---- Reading passage
My answer at the present time would be: no. Climatologist Roy Spencer has written some excellent articles explaining why the hypothesis of man-made global warming can neither be proven nor disproven, based on the data. In Hotspots and Fingerprints , Spencer writes:
[T]he hotspot is not a unique signature of manmade greenhouse gases. It simply reflects anomalous heating of the troposphere — no matter what its source. Anomalous heating gets spread throughout the depth of the troposphere by convection, and greater temperature rise in the upper troposphere than in the lower troposphere is because of latent heat release (rainfall formation) there. For instance, a natural decrease in cloud cover would have had the same effect. It would lead to increased solar warming of the ocean, followed by warming and humidifying of the global atmosphere and an acceleration of the hydrologic cycle. Thus, while possibly significant from the standpoint of indicating problems with feedbacks in climate models, the lack of a hotspot no more disproves manmade global warming than the existence of the hotspot would have proved manmade global warming. At most, it would be evidence that the warming influence of increasing GHGs in the models has been exaggerated, probably due to exaggerated positive feedback from water vapor.
In a recent post entitled, Can Global Warming Predictions be Tested with Observations of the Real Climate System? , Spencer argues that uncertainty over cloud feedbacks makes global warming predictions impossible:
[T]o measure cloud feedbacks, we need to determine how much clouds change in response to a temperature change. But most researchers do not realize that this is not possible without accounting for causation in the opposite direction, i.e., the extent to which temperature changes are a response to cloud changes. As I will demonstrate in my AGU talk on December 16, for all practical purposes it is not possible (at least not yet) to measure cloud feedbacks because the two directions of causation are intermingled in nature. As a result, it is not possible with current methods to measure feedbacks in response to a radiative forcing event such as a change in cloud cover, or even a major volcanic eruption, such as that from the 1991 eruption of Mt. Pinatubo. The reason is that the size of the radiative forcing of a temperature change overwhelms the size of the radiative feedback upon that temperature change, and our satellite measurements can not tell the difference. (Emphases mine - VJT.)
--------
---- Supplied material
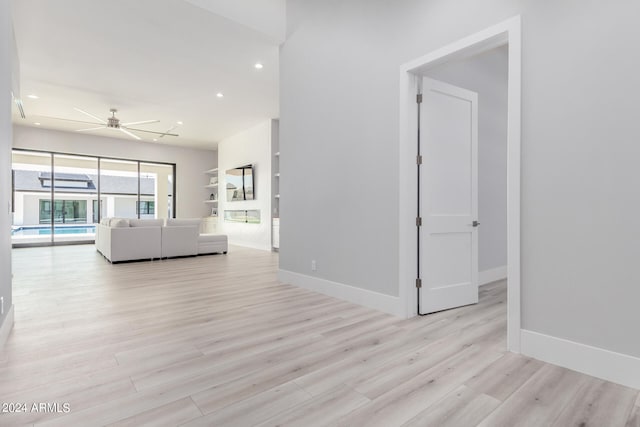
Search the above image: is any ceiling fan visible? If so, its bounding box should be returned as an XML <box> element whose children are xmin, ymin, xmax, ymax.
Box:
<box><xmin>46</xmin><ymin>108</ymin><xmax>178</xmax><ymax>140</ymax></box>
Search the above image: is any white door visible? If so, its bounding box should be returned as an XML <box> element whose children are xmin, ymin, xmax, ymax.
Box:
<box><xmin>419</xmin><ymin>78</ymin><xmax>478</xmax><ymax>313</ymax></box>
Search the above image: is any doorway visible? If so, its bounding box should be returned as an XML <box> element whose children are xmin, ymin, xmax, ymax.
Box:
<box><xmin>399</xmin><ymin>17</ymin><xmax>521</xmax><ymax>352</ymax></box>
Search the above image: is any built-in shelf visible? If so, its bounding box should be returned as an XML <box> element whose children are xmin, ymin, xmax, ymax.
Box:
<box><xmin>203</xmin><ymin>168</ymin><xmax>218</xmax><ymax>210</ymax></box>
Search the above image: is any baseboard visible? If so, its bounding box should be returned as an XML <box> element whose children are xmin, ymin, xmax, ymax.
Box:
<box><xmin>478</xmin><ymin>265</ymin><xmax>507</xmax><ymax>286</ymax></box>
<box><xmin>0</xmin><ymin>305</ymin><xmax>13</xmax><ymax>351</ymax></box>
<box><xmin>520</xmin><ymin>329</ymin><xmax>640</xmax><ymax>389</ymax></box>
<box><xmin>278</xmin><ymin>270</ymin><xmax>405</xmax><ymax>317</ymax></box>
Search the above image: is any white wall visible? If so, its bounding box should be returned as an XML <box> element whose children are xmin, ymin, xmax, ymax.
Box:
<box><xmin>280</xmin><ymin>0</ymin><xmax>640</xmax><ymax>357</ymax></box>
<box><xmin>0</xmin><ymin>0</ymin><xmax>13</xmax><ymax>334</ymax></box>
<box><xmin>218</xmin><ymin>120</ymin><xmax>271</xmax><ymax>250</ymax></box>
<box><xmin>427</xmin><ymin>46</ymin><xmax>508</xmax><ymax>271</ymax></box>
<box><xmin>13</xmin><ymin>126</ymin><xmax>218</xmax><ymax>218</ymax></box>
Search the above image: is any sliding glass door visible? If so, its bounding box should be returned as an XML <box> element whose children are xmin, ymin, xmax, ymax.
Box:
<box><xmin>11</xmin><ymin>151</ymin><xmax>53</xmax><ymax>244</ymax></box>
<box><xmin>138</xmin><ymin>163</ymin><xmax>173</xmax><ymax>219</ymax></box>
<box><xmin>49</xmin><ymin>154</ymin><xmax>98</xmax><ymax>242</ymax></box>
<box><xmin>100</xmin><ymin>159</ymin><xmax>139</xmax><ymax>222</ymax></box>
<box><xmin>11</xmin><ymin>150</ymin><xmax>175</xmax><ymax>246</ymax></box>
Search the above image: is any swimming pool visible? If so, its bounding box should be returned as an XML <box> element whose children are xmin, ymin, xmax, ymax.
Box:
<box><xmin>11</xmin><ymin>225</ymin><xmax>96</xmax><ymax>236</ymax></box>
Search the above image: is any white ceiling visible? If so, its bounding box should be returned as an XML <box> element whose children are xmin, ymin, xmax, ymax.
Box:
<box><xmin>13</xmin><ymin>0</ymin><xmax>285</xmax><ymax>148</ymax></box>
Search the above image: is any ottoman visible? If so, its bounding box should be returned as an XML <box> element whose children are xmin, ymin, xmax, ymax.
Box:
<box><xmin>198</xmin><ymin>234</ymin><xmax>228</xmax><ymax>255</ymax></box>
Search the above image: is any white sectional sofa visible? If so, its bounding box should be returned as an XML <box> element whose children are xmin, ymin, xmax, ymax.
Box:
<box><xmin>95</xmin><ymin>218</ymin><xmax>228</xmax><ymax>262</ymax></box>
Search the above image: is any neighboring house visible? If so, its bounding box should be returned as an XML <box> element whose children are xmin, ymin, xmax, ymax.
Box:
<box><xmin>13</xmin><ymin>170</ymin><xmax>160</xmax><ymax>226</ymax></box>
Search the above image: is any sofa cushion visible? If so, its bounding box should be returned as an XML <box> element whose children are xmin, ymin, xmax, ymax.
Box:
<box><xmin>129</xmin><ymin>219</ymin><xmax>164</xmax><ymax>227</ymax></box>
<box><xmin>110</xmin><ymin>218</ymin><xmax>129</xmax><ymax>228</ymax></box>
<box><xmin>165</xmin><ymin>218</ymin><xmax>202</xmax><ymax>228</ymax></box>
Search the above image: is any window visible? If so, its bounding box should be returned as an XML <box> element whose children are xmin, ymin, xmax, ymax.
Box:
<box><xmin>40</xmin><ymin>199</ymin><xmax>88</xmax><ymax>224</ymax></box>
<box><xmin>138</xmin><ymin>201</ymin><xmax>156</xmax><ymax>215</ymax></box>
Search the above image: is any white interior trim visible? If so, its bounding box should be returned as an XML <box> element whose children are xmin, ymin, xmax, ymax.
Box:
<box><xmin>0</xmin><ymin>305</ymin><xmax>14</xmax><ymax>351</ymax></box>
<box><xmin>278</xmin><ymin>269</ymin><xmax>404</xmax><ymax>317</ymax></box>
<box><xmin>521</xmin><ymin>329</ymin><xmax>640</xmax><ymax>389</ymax></box>
<box><xmin>398</xmin><ymin>15</ymin><xmax>522</xmax><ymax>353</ymax></box>
<box><xmin>478</xmin><ymin>265</ymin><xmax>508</xmax><ymax>286</ymax></box>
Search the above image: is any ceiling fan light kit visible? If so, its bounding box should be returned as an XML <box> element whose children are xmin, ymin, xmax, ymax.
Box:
<box><xmin>51</xmin><ymin>108</ymin><xmax>179</xmax><ymax>140</ymax></box>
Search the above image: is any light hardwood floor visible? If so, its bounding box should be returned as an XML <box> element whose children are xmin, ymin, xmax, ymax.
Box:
<box><xmin>0</xmin><ymin>246</ymin><xmax>640</xmax><ymax>427</ymax></box>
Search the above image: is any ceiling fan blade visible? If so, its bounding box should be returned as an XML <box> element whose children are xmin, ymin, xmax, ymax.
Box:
<box><xmin>73</xmin><ymin>107</ymin><xmax>107</xmax><ymax>125</ymax></box>
<box><xmin>120</xmin><ymin>120</ymin><xmax>160</xmax><ymax>126</ymax></box>
<box><xmin>120</xmin><ymin>126</ymin><xmax>180</xmax><ymax>136</ymax></box>
<box><xmin>76</xmin><ymin>126</ymin><xmax>107</xmax><ymax>132</ymax></box>
<box><xmin>119</xmin><ymin>127</ymin><xmax>142</xmax><ymax>140</ymax></box>
<box><xmin>39</xmin><ymin>116</ymin><xmax>104</xmax><ymax>125</ymax></box>
<box><xmin>158</xmin><ymin>125</ymin><xmax>178</xmax><ymax>138</ymax></box>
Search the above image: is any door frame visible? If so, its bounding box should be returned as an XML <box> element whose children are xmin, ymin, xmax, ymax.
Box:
<box><xmin>398</xmin><ymin>15</ymin><xmax>522</xmax><ymax>353</ymax></box>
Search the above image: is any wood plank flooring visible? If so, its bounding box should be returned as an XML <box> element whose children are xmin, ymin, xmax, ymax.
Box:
<box><xmin>0</xmin><ymin>245</ymin><xmax>640</xmax><ymax>427</ymax></box>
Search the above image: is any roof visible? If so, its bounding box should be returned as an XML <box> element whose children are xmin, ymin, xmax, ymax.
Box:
<box><xmin>14</xmin><ymin>170</ymin><xmax>160</xmax><ymax>196</ymax></box>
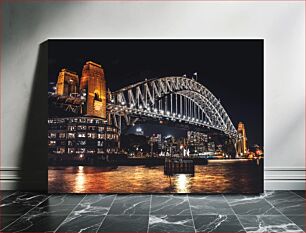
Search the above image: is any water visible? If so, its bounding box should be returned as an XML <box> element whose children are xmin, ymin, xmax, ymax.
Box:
<box><xmin>48</xmin><ymin>160</ymin><xmax>263</xmax><ymax>193</ymax></box>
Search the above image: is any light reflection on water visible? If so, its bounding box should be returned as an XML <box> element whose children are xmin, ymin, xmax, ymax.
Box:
<box><xmin>48</xmin><ymin>161</ymin><xmax>263</xmax><ymax>193</ymax></box>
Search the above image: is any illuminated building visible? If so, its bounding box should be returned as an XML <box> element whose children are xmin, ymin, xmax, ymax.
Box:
<box><xmin>48</xmin><ymin>61</ymin><xmax>119</xmax><ymax>160</ymax></box>
<box><xmin>48</xmin><ymin>117</ymin><xmax>119</xmax><ymax>158</ymax></box>
<box><xmin>80</xmin><ymin>61</ymin><xmax>106</xmax><ymax>119</ymax></box>
<box><xmin>56</xmin><ymin>69</ymin><xmax>79</xmax><ymax>96</ymax></box>
<box><xmin>237</xmin><ymin>122</ymin><xmax>248</xmax><ymax>155</ymax></box>
<box><xmin>187</xmin><ymin>131</ymin><xmax>208</xmax><ymax>154</ymax></box>
<box><xmin>207</xmin><ymin>142</ymin><xmax>216</xmax><ymax>152</ymax></box>
<box><xmin>135</xmin><ymin>127</ymin><xmax>144</xmax><ymax>136</ymax></box>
--------
Things to do:
- a) In the climate passage, which 1991 volcanic eruption does Spencer name?
- b) Report every line of the entries that contains the string "water", matching its case exactly.
The climate passage and the entries are unrelated material.

Responses to the tasks:
- a) The eruption of Mt. Pinatubo.

- b)
Search the above image: is any water visible? If so, its bounding box should be returned as an XML <box> element whose children are xmin, ymin, xmax, ymax.
Search the above image: is any light reflection on water visible? If so, its bounding box should be returned as an XML <box> element whose children are xmin, ymin, xmax, ymax.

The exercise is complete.